**Data records:**
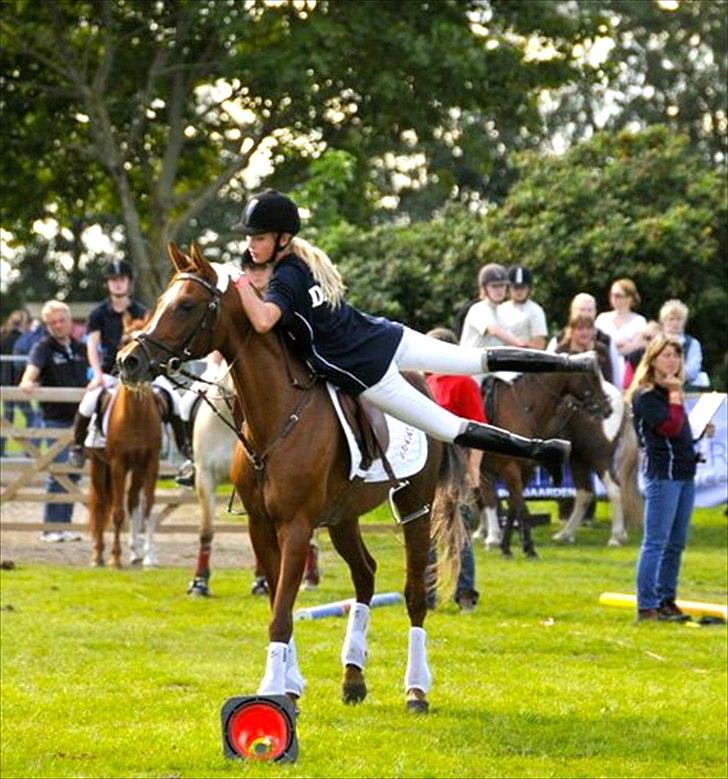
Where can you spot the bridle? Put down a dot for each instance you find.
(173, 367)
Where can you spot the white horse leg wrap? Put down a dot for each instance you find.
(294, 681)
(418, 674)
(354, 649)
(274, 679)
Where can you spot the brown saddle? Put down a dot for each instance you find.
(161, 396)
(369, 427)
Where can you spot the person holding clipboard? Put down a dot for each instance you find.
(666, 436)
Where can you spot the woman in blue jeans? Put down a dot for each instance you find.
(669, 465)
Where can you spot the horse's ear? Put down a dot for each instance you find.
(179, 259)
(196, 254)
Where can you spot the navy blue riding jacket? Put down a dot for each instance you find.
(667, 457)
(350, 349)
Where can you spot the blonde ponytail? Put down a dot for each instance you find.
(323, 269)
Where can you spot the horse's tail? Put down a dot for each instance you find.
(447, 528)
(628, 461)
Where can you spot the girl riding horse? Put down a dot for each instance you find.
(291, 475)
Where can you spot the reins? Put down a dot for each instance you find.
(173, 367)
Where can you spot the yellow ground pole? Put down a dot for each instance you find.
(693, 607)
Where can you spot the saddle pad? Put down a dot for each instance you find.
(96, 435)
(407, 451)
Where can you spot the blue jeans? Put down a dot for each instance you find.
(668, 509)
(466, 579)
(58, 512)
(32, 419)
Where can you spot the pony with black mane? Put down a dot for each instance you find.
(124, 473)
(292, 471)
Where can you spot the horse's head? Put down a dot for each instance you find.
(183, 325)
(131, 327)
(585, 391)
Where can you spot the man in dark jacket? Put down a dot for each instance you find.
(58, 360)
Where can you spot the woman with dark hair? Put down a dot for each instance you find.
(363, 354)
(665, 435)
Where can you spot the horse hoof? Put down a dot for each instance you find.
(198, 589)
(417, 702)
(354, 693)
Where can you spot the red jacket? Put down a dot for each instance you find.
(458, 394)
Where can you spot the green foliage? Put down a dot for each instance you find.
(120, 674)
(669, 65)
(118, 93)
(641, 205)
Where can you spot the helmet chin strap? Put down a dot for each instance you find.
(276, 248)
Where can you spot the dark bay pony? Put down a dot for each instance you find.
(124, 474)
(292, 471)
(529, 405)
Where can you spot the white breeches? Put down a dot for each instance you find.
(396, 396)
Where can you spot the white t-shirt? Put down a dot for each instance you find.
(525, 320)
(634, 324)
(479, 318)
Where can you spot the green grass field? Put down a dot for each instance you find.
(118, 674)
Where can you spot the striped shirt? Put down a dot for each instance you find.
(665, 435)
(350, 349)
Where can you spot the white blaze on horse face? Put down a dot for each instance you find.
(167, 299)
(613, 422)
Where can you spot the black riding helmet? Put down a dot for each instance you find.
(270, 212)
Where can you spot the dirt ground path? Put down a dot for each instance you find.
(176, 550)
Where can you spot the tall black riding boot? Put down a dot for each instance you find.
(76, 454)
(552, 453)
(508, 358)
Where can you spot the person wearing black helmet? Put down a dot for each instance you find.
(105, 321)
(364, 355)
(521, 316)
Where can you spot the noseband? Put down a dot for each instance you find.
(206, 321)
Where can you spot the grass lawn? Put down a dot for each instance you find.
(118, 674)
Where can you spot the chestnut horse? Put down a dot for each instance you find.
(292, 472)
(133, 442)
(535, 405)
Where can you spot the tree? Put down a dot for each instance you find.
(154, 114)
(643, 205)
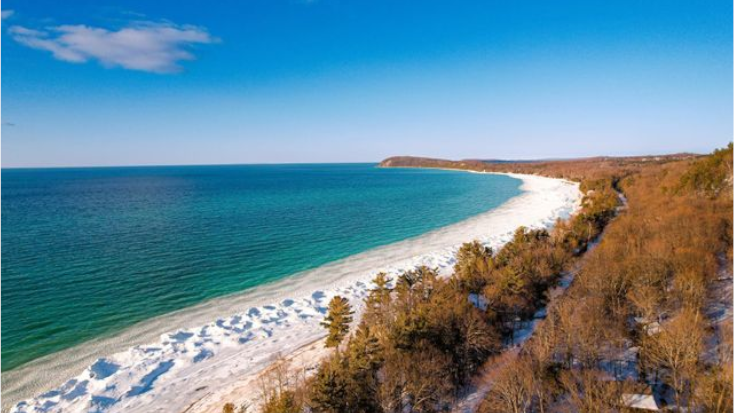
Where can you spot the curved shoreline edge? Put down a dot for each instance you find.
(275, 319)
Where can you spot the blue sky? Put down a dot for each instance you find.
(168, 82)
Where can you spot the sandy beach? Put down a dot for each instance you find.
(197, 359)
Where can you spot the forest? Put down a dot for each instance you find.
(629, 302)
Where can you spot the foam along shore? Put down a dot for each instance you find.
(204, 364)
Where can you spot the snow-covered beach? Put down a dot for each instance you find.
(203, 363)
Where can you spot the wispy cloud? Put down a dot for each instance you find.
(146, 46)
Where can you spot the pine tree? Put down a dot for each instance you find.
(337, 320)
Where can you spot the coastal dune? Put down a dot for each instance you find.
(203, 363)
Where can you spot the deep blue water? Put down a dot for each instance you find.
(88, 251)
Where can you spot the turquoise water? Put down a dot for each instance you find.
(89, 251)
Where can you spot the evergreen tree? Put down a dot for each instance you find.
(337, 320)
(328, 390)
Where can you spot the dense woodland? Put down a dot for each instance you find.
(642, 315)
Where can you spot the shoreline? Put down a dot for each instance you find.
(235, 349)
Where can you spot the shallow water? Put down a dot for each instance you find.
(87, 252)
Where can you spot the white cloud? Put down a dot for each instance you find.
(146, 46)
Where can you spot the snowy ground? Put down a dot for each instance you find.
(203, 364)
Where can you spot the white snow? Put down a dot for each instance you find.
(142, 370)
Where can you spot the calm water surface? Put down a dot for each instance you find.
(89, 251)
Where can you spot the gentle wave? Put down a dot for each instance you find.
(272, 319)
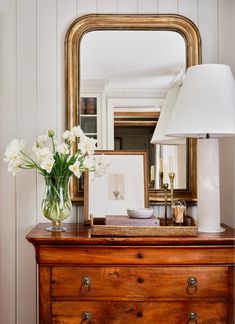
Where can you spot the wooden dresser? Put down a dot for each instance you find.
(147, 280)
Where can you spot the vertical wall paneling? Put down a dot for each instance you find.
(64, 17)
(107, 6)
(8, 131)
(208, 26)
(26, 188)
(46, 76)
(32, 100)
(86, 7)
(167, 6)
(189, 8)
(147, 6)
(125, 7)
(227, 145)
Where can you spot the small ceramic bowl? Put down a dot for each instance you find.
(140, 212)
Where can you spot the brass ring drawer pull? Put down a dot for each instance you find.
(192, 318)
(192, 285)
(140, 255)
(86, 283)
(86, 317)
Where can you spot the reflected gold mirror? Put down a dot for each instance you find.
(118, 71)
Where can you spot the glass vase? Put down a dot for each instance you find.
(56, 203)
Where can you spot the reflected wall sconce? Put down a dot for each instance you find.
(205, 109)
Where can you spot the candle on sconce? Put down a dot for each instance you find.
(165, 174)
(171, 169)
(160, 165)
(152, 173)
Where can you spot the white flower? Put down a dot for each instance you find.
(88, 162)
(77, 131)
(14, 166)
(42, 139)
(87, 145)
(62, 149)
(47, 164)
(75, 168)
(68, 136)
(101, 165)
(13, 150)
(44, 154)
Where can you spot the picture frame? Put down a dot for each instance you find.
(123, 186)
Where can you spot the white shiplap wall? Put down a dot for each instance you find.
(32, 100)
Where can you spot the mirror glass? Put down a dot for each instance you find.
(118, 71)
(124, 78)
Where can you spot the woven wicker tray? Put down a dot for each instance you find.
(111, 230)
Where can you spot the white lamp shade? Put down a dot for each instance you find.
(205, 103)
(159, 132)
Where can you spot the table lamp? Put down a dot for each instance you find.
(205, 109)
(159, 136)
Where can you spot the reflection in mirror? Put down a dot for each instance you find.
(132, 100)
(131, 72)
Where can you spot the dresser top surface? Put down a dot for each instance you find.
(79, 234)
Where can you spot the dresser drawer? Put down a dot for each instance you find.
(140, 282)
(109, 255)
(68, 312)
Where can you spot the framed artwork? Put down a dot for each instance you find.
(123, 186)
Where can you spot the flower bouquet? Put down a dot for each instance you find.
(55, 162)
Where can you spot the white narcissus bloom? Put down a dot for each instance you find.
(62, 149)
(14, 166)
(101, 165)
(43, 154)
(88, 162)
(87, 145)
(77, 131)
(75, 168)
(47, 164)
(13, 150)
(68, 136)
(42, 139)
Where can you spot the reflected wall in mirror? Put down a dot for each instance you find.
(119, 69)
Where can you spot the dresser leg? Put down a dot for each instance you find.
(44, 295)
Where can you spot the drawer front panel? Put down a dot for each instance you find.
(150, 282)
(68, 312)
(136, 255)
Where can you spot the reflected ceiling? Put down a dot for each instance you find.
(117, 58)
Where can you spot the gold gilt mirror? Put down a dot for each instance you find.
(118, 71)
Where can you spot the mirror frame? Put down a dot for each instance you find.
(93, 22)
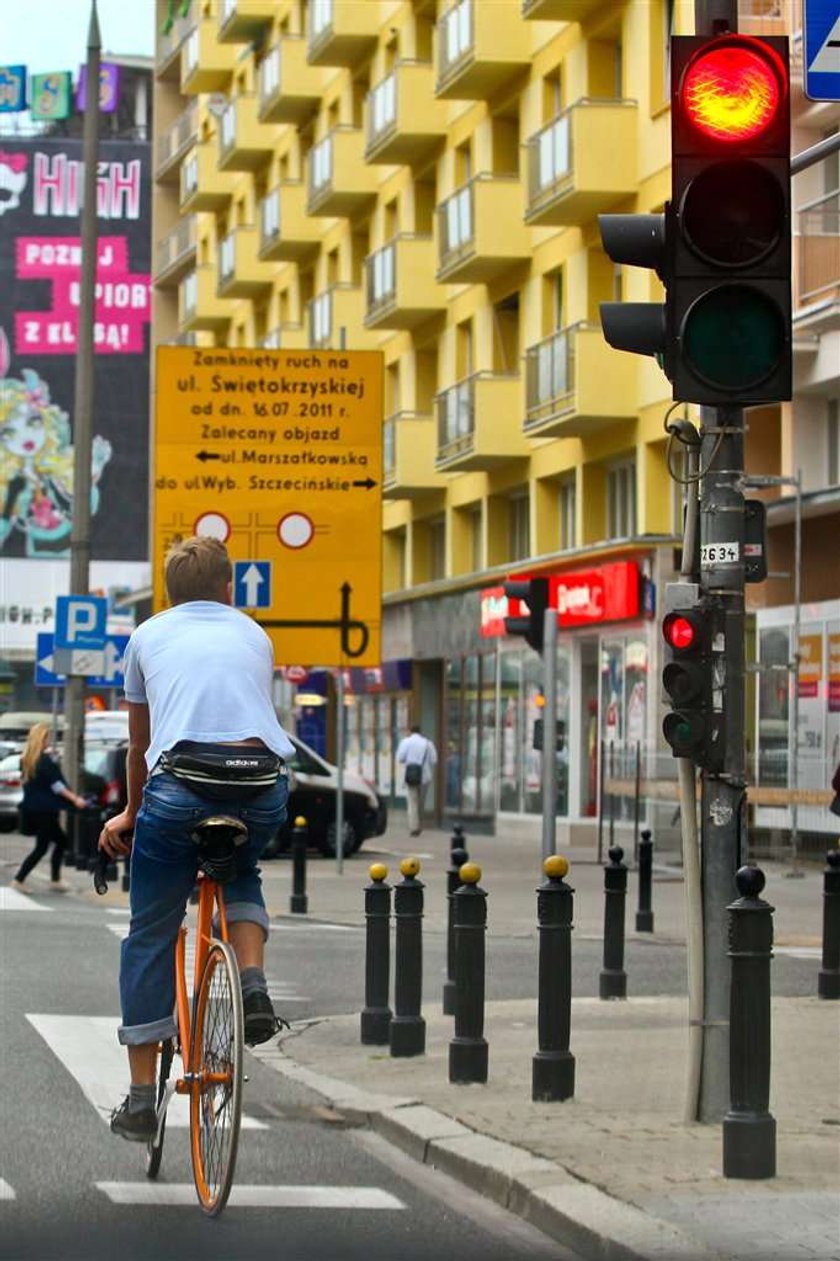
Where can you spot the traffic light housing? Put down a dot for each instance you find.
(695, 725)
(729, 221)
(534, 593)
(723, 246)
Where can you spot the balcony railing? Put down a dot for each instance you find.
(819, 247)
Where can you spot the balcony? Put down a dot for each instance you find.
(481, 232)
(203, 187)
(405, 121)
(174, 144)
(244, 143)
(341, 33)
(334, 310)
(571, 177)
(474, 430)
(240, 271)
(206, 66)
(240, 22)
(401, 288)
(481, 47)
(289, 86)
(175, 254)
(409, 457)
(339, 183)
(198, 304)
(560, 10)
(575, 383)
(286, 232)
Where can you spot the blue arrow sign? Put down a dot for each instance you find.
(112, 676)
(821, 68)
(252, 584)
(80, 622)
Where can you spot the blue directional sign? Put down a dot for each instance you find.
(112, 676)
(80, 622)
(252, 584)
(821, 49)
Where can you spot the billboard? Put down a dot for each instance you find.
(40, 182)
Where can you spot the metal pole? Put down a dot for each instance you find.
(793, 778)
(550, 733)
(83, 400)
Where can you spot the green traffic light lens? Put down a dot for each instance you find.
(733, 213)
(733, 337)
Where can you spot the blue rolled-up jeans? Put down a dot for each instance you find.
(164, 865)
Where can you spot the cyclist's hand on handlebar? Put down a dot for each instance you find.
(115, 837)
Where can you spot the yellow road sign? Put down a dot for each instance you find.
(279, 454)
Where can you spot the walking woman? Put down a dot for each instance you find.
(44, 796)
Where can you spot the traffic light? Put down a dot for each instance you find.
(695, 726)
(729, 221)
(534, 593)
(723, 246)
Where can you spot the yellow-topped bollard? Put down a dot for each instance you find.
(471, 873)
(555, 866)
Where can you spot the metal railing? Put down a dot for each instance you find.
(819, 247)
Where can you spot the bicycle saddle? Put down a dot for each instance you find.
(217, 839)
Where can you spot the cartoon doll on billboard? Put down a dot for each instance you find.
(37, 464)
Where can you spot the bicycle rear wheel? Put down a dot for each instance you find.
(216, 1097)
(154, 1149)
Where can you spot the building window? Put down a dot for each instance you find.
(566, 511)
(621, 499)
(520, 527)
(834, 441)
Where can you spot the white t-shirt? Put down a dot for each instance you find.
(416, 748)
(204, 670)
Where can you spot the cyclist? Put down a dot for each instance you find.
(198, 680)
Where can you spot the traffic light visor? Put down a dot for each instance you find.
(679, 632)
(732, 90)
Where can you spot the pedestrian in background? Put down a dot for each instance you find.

**Work instructions:** Each line from the one containing "Where can you spot the traffic light?" to the final line of the entries above must be returned exactly, and no other line may appear.

**Response to the task:**
Where can you spot the traffic light? Put down a dot for each instance you find.
(695, 726)
(729, 221)
(534, 593)
(723, 246)
Where can you spot the yellow-topped bollard? Put down a dot for each instance you find.
(471, 873)
(555, 866)
Where can you spot the metal railing? Put down a dot for each instance you find.
(819, 247)
Where can you spot the bicycle saddle? Put down a dot for each instance you find.
(217, 839)
Where can you spot the cartoon doll on billboard? Put down a dot for each instance you find.
(37, 464)
Where can you spot the bicycle rear wheel? Put down a dot for each instance you find.
(216, 1097)
(154, 1149)
Where can you spot the building window? Put down a dot for each instance you find.
(566, 511)
(621, 499)
(520, 527)
(834, 441)
Where can you spot the white t-shirt? Put down a dot for each instance you find.
(416, 748)
(204, 670)
Where can you spot the cyclist? Put down a dot for each instance you find.
(198, 680)
Where can you spot the traffic light visor? Put down a dot for each instance you find.
(679, 632)
(732, 90)
Where can you spot the pedestrian in background? Put down a dot for each instance you find.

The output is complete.